Work required => Reproduce, word for word, the stretch of the ABCP article below from "or Structured Investment" through "to 10 years)".

| The
big freeze
ABCP:
Anatomy of a liquidity crunch.
By Marlene
K. Puffer, managing director, Twist Financial Corp.
Fixed
income markets have been in the headlines since mid-summer 2007,
with the spotlight on mortgage-backed securities, structured products,
corporate credit, and liquidity. The impact on Canadian institutional
investors who steered clear of U.S. Credit Default Obligations (CDOs)
or Structured Investment Vehicles (SIVs) has been mainly indirect
through the repricing of risk and mark to market valuation impacts
on other credit investments like corporate bonds. However, there
are many investors who have taken a direct hit and remain mired
in negotiations to sort through the mess in Canadian Asset-Backed
Commercial Paper (ABCP).
ABCP provides short-term funding to conduits (typically trusts)
that hold portfolios of longer-term (typically five to 10 years)
financial assets such as credit card receivables, prime and subprime
mortgages, and other types of loans, as well as CDOs, which themselves
contain financial assets and derivatives, often on a highly levered
basis. In this article, I explore the dynamics behind the ABCP market
and the role of the U.S. subprime market in creating the liquidity
problem currently facing Canadian investors.
The trigger for the global liquidity mess was rising defaults in
the U.S. subprime mortgage market. This was coupled with a lack
of transparency in CDOs and ABCP conduits. This lethal mix exploded
in fear and panic as investors worried that there could be more
subprime mortgages buried within structured investment products
that could lead to more defaults than they had previously anticipated.
Concerns arose that the structural enhancement within the conduits
and CDOs would provide less protection against default than previously
believed, and there was insufficient information to assuage these
fears where warranted. Liquidity evaporated rapidly as investors
feared the worst. In Canada, the tinder was particularly dry as
the liquidity backstop protection provided by banks to many ABCP
conduits differed from the global standard and was not triggered
for conduits that were not sponsored by the big Canadian banks.

(Dataset rows)

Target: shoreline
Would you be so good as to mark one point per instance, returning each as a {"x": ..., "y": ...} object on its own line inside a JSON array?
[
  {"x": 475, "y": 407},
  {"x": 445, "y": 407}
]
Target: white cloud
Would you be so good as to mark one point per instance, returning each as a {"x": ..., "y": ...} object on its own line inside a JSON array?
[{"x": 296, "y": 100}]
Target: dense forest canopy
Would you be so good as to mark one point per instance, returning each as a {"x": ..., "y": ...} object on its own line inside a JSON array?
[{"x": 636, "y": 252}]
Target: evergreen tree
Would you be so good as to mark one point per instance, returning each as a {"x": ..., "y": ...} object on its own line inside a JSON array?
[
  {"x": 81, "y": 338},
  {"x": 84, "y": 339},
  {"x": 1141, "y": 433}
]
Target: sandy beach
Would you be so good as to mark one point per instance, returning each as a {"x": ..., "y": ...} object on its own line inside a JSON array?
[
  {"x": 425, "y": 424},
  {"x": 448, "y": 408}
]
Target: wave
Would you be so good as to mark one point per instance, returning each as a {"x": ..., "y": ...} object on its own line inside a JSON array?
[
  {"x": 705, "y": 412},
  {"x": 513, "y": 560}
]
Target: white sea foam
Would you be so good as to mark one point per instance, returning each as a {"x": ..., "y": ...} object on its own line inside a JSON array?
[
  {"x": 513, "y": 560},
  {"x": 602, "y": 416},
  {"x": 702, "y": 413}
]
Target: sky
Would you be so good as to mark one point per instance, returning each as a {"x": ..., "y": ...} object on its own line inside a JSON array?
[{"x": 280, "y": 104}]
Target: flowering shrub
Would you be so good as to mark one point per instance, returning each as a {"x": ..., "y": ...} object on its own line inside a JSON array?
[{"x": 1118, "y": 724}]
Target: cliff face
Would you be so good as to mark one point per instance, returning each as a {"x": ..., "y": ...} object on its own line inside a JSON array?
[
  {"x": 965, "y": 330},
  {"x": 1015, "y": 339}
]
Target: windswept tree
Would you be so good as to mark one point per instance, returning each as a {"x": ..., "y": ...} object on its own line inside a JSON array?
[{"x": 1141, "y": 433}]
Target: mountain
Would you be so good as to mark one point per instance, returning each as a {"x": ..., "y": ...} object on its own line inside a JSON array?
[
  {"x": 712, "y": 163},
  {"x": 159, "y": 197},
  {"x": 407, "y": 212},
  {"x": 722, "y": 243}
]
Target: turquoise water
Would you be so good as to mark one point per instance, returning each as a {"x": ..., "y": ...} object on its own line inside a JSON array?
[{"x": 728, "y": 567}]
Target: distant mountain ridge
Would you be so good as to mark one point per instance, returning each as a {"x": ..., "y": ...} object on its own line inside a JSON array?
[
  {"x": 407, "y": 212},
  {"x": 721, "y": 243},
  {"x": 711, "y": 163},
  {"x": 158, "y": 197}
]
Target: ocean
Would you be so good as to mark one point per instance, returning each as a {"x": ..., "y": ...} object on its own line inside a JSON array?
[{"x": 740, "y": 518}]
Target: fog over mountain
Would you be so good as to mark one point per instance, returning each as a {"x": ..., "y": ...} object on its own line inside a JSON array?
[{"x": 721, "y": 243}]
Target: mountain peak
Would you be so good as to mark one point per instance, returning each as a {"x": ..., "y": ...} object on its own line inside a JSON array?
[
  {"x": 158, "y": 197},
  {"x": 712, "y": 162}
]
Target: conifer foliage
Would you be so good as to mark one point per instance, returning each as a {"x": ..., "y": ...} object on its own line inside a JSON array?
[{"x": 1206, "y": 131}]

Answer below =>
or Structured Investment Vehicles (SIVs) has been mainly indirect
through the repricing of risk and mark to market valuation impacts
on other credit investments like corporate bonds. However, there
are many investors who have taken a direct hit and remain mired
in negotiations to sort through the mess in Canadian Asset-Backed
Commercial Paper (ABCP).
ABCP provides short-term funding to conduits (typically trusts)
that hold portfolios of longer-term (typically five to 10 years)